Texto de origem.
- O Estado de S. Paulo
A paralisia está saindo muito cara e isso está evidente na nova onda de recuperações judiciais
A estagnação da economia brasileira ampliou-se em 2019. Cresceremos menos que em 2017 e 2018, anos que sucederam a mais longa recessão da nossa história moderna.
Essa situação é, antes de tudo, um desastre para a cidadania. Entre desempregados, subempregados e desalentados, estamos falando de mais de 25 milhões de pessoas!
Isso sem falar naqueles que só conseguem trabalhar em posições menos relevantes e remuneradas do que aquelas que já ocuparam. Ou naqueles que fizeram força para pagar os estudos e não conseguem vagas ou estágios que lhes permitam prosseguir na carreira.
Os impactos na autoestima das pessoas e nas famílias são seguramente muito grandes.
A mim impressiona o aparente conformismo do governo com essa cena. Nada acontecerá em qualquer área antes da reforma da Previdência, o que, no melhor cenário, nos levará até meados do segundo semestre.
Pior: o Banco Central revela a mesma atitude, mesmo com a inflação ancorada, abaixo da meta, e a fraca atividade. Qual será o custo disso?
A paralisia está saindo muito cara e isso está evidente na nova onda de recuperações judiciais (RJs) de grandes companhias, como sinalizaram os pedidos de RJ das empresas do grupo Odebrecht, as últimas de uma longa série de empreiteiras.
A onda não é casual. Afinal, na vida empresarial, o que não vai adiante, normalmente, volta para trás: empresas muito endividadas apenas têm chance de sair das dificuldades com seus mercados crescendo vigorosamente, pois só assim os bancos estarão dispostos a rolar e alongar seus empréstimos. Quando a estagnação entra em campo, é questão de tempo para algum credor decidir executar a dívida e precipitar uma RJ ou até uma falência.
Os setores perdedores são vários: construção (leve e pesada), bens de consumo não duráveis, comércio, bens de capital. A digestão das empresas “zumbis” também contribui para tornar mais lenta a recuperação da economia.
No mercado da estagnação o jogo é aquele antigo das crianças, o rouba monte. Só se cresce roubando o mercado do vizinho.

Tarefa do exercício 1. Selecione e copie cada linha da listagem abaixo que contém a palavra "wildflower".

Material de consulta.
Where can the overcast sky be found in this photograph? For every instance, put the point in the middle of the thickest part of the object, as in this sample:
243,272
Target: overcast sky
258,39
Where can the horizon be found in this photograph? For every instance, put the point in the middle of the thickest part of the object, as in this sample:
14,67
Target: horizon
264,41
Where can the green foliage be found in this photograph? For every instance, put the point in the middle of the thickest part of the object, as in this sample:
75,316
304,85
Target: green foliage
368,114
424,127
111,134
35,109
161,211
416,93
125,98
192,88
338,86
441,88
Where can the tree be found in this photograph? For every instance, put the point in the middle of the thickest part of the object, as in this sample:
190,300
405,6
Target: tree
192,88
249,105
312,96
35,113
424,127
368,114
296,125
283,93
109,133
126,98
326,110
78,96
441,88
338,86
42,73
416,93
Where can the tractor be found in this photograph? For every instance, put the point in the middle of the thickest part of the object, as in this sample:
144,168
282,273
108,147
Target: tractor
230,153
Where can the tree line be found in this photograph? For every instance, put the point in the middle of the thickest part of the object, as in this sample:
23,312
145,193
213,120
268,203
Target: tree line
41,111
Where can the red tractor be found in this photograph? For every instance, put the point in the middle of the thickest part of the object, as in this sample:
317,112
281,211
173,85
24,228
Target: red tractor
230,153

---

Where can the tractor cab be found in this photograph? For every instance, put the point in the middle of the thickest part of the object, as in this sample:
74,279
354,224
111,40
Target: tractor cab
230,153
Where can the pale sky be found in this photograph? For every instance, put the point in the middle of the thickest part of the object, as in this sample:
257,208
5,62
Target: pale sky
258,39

==

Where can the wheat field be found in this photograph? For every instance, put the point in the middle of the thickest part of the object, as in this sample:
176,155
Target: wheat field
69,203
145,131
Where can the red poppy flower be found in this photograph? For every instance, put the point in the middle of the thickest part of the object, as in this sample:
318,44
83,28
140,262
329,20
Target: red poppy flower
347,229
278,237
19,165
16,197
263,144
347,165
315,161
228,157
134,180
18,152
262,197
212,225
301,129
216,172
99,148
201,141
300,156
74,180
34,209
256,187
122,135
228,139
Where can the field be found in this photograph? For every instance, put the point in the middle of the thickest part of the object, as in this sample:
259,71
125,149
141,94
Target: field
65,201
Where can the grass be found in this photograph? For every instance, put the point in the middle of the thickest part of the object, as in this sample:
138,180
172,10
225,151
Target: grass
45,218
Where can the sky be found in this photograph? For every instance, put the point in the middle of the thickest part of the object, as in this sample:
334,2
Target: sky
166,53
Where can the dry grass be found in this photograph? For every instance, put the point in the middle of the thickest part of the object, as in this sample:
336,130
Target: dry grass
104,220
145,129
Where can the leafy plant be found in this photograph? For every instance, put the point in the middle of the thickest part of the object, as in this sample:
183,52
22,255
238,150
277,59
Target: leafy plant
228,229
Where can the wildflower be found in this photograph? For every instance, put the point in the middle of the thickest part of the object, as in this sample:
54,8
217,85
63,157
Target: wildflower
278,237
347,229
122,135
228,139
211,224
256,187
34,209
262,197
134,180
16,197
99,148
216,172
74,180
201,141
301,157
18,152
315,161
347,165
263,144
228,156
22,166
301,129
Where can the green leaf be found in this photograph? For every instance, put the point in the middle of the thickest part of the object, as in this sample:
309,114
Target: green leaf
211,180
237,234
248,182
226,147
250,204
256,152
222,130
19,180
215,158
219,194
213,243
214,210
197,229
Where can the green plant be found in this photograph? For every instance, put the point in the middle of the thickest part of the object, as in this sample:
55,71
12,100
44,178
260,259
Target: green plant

Tarefa do exercício 2. Escreva o que vem depois no artigo sobre a estagnação da economia brasileira, começando logo após a última frase apresentada.

Resposta do exercício 1.
Where can the wildflower be found in this photograph? For every instance, put the point in the middle of the thickest part of the object, as in this sample:
Target: wildflower

Resposta do exercício 2.
Na confusão existem várias empresas ganhadoras. Minha observação é que elas têm pelo menos três características em comum: boa estrutura de capital, boa governança corporativa e capacidade de entender as mudanças tecnológicas e de modelos de negócios em andamento no mundo. Isso permite adquirir bons ativos de companhias enfraquecidas, desenvolver novos produtos e continuar a crescer, alargando mercados, inclusive pela internacionalização.
Esse é, por exemplo, o caso da Weg, a empresa catarinense de equipamentos. Mais da metade do faturamento da Weg vem das exportações, e boa parte das vendas é de produtos lançados recentemente, muitos dos quais em áreas novas, como energia eólica.
A distância entre as companhias ajustadas e as outras também ajuda a entender por que nossa produtividade média não cresce. Além das causas usuais, que apontam os altos custos de fazer negócios no Brasil, a precária infraestrutura, o baixo padrão do sistema educacional e a complexidade de tributos, coloca-se a assimetria entre empresas líderes e aquelas em decadência, que apenas vivem em modo de sobrevivência, mas cujas chances são cada vez mais reduzidas em meio à estagnação.
O que faz a competição. O mercado de adquirência, o das maquininhas de cartão, passou muitos anos dividido entre um duopólio: de um lado a Rede, do Itaú, e de outro a Cielo, do Bradesco/Banco do Brasil.
Nesse período, apenas estabelecimentos maiores tinham os equipamentos e as taxas eram elevadas, pesando nos comerciantes.
Há alguns anos, o Santander comprou a GetNet e entrou no mercado. No último ano, assistimos aos milionários IPOs da PagSeguro e da Stone na Bolsa Nasdaq, dos Estados Unidos. Finalmente, o Banco Safra entrou neste mercado.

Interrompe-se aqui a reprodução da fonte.